[Requirement] Continue the news report on Air France's speed sensors and the search for crash victims from the point where it ends.

[Passage for review]
■ ■ ■ ■ ■ ■ ■

Air France to Replace Speed Sensors; Searchers Find More Bodies, Debris

By Crispian Balmer | June 10, 2009

Air France has said all its flights using long-haul Airbus jets will be equipped immediately with new speed sensors after last week’s disaster over the Atlantic, a pilots’ union said Tuesday.

The pitot tubes that gauge speed have become the focus of an investigation into the crash after messages showed they provided inconsistent data to the pilots and might have played a role in the June 1 crash that killed 228 people.

One Air France union urged its pilots to stop flying Airbus A330 and A340 aircraft until the old sensors were replaced and the company has since committed itself to a swift change-out, a union official said.

“Air France has provided us with an extremely proactive and very accelerated replacement program,” said Erick Derivry, spokesman for the main SNPL pilots union. “From today, all Air France A330 and A340 flights will use planes equipped with at least two new sensors out of three (on board),” he told France Info radio.

Air France, which has 19 A340s and 15 A330s, declined to comment.

The Air France A330 crashed en route from Rio de Janeiro to Paris last week after flying into stormy weather.

MORE BODIES RECOVERED
The Brazilian air force and navy said Tuesday that search teams had recovered 41 bodies from the Atlantic and moved some of them to the archipelago of Fernando de Noronha off Brazil’s northeastern coast, which is being used as a base for the search operations.

■ ■ ■ ■ ■ ■ ■

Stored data

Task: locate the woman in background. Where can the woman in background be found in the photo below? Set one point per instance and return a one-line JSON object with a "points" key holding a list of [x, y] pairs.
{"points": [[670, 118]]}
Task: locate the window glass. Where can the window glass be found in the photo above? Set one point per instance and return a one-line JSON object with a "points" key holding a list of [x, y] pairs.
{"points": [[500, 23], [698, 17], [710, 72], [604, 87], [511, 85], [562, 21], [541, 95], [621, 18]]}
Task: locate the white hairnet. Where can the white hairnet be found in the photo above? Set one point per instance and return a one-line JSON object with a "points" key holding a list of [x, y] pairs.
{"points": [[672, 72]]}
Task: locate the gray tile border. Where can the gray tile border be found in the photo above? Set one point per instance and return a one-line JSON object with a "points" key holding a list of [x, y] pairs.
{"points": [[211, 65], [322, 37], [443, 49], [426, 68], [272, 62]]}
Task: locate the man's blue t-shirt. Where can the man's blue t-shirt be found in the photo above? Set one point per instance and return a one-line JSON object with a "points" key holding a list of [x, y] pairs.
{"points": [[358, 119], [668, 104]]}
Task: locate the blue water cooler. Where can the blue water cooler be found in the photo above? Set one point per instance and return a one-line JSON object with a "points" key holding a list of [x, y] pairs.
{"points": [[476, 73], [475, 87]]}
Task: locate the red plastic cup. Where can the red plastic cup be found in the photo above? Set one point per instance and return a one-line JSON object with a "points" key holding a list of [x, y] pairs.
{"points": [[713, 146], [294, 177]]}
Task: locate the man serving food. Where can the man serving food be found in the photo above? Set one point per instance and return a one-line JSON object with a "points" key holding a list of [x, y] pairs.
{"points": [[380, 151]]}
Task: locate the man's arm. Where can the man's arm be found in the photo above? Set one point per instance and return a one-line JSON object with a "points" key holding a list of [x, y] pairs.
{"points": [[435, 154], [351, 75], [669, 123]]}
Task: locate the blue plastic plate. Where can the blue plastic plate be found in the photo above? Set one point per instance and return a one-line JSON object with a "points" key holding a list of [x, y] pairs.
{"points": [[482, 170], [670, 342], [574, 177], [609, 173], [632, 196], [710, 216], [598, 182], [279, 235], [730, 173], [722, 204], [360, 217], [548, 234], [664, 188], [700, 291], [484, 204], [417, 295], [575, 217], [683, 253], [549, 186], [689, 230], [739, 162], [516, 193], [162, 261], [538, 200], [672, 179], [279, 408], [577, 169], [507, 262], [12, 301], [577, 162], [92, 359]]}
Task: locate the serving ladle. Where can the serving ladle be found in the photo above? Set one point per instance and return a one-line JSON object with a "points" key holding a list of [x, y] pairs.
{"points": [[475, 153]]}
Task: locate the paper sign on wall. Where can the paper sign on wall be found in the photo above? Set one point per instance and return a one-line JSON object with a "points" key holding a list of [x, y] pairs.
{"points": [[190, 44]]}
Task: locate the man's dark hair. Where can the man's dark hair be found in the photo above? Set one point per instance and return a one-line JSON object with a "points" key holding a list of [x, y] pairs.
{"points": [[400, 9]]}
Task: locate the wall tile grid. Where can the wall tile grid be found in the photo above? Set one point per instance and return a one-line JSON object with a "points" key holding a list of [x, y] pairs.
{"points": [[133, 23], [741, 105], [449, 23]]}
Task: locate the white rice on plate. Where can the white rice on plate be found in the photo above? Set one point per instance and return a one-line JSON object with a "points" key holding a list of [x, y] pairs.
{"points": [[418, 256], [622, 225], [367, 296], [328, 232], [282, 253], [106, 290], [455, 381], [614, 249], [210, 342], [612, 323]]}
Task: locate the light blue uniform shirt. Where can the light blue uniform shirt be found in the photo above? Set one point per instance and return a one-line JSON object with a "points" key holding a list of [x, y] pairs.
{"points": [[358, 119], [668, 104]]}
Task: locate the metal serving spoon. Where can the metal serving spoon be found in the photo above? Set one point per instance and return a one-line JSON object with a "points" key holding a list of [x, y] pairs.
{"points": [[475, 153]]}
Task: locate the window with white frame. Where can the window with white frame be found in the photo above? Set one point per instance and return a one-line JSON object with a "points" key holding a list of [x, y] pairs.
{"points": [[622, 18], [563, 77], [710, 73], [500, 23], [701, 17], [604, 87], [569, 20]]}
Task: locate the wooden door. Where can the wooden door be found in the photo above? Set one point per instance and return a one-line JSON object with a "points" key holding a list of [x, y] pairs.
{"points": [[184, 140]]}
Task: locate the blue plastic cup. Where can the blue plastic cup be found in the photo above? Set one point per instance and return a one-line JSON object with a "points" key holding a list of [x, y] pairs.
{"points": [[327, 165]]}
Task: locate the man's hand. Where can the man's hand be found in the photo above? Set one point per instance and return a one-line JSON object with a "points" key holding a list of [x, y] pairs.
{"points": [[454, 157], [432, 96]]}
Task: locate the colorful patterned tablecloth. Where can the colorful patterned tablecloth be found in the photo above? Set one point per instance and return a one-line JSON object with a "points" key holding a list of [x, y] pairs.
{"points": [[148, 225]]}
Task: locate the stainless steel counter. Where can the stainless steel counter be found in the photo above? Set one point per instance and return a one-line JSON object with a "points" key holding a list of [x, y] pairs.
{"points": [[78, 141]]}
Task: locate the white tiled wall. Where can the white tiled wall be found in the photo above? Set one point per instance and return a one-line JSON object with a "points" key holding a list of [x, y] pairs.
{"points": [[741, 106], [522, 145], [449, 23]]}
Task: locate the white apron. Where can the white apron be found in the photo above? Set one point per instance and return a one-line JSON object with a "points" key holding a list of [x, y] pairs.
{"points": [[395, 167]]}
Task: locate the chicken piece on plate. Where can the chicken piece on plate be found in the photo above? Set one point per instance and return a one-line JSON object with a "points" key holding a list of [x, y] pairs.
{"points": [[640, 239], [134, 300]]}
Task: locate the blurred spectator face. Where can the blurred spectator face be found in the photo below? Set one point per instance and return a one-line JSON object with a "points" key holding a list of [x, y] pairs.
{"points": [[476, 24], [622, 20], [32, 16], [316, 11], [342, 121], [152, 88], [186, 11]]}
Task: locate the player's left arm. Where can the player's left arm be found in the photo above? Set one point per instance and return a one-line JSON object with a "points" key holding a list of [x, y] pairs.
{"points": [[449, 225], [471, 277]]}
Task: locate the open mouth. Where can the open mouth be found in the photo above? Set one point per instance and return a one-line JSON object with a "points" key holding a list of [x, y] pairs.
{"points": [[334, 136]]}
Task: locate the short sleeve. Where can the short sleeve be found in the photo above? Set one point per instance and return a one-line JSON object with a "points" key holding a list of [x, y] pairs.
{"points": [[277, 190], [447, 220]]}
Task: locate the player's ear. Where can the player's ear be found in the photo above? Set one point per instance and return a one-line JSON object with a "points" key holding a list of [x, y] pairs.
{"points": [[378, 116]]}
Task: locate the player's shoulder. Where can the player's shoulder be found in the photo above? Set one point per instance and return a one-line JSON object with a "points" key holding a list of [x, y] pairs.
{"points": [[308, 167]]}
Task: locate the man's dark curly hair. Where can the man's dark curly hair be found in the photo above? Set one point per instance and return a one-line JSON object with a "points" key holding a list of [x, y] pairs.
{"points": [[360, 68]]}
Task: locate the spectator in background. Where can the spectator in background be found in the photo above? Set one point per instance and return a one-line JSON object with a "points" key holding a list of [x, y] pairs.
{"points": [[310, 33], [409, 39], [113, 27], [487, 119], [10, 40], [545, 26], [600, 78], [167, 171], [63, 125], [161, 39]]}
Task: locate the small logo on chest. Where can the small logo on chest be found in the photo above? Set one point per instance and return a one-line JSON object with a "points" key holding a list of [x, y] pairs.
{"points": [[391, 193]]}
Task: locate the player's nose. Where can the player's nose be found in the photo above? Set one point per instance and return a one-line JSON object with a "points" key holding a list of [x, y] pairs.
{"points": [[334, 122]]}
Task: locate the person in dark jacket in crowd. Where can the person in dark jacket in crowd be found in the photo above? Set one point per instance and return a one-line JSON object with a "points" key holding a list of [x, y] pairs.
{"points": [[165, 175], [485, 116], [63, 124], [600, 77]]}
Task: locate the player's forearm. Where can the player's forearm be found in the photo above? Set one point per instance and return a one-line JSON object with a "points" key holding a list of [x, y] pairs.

■ ■ ■ ■ ■ ■ ■

[Task output]
The first 16 bodies found will be flown from there to the air base in the northeastern coastal town of Recife in Pernambucano state on Wednesday afternoon, Brazil’s Navy and Air Force said in a joint statement.

The Federal Police and local authorities in Pernambucano said in a statement a team of experts would carry out a visual inspection of the bodies on Fernando de Noronha, collect DNA material and fingerprints and record details of clothes and items found on them.

Crews on Monday removed a large object from the water that an aviation expert identified as part of the plane’s tail, but officials would not comment on what it was.

Analysts say identifying the wreckage could help establish what happened but that a complete understanding of the mysterious crash will hinge on finding flight recorders that may lie on the very deep and rugged ocean floor.

A French nuclear submarine with advanced sonar equipment is due to arrive on Thursday to search for the aircraft’s “black box” recorders. The Brazilian military said France was also sending 40 tons of equipment aboard two tug boats to help scour for wreckage.

The jet sent 24 automated messages in its final minutes on June 1, detailing a rapid series of system failures.

The Alter union, which represents 15 Air France pilots, said in a statement that the first of these messages pointed to a problem with the pitot tubes.

ICED-UP TUBES
The pitot tubes are small probes on the exterior of the fuselage that measure the pressure of air rushing into them and thereby gauge the plane’s speed.

The French air accident agency has said it is too early to pinpoint any possible cause for the crash but noted there were apparent problems with the jet’s speed readings.

This has fueled speculation that its pitot tubes may have iced up, feeding wrong data into the cockpit, which might have confused the plane’s fly-by-wire computer system and its pilots.

Air France said on the weekend it had noticed icing problems on the speed sensors in May 2008 and had asked Airbus for a solution to reduce or overcome the difficulty.

Airbus responded by reaffirming existing operating procedures, according to Air France in a statement on Saturday.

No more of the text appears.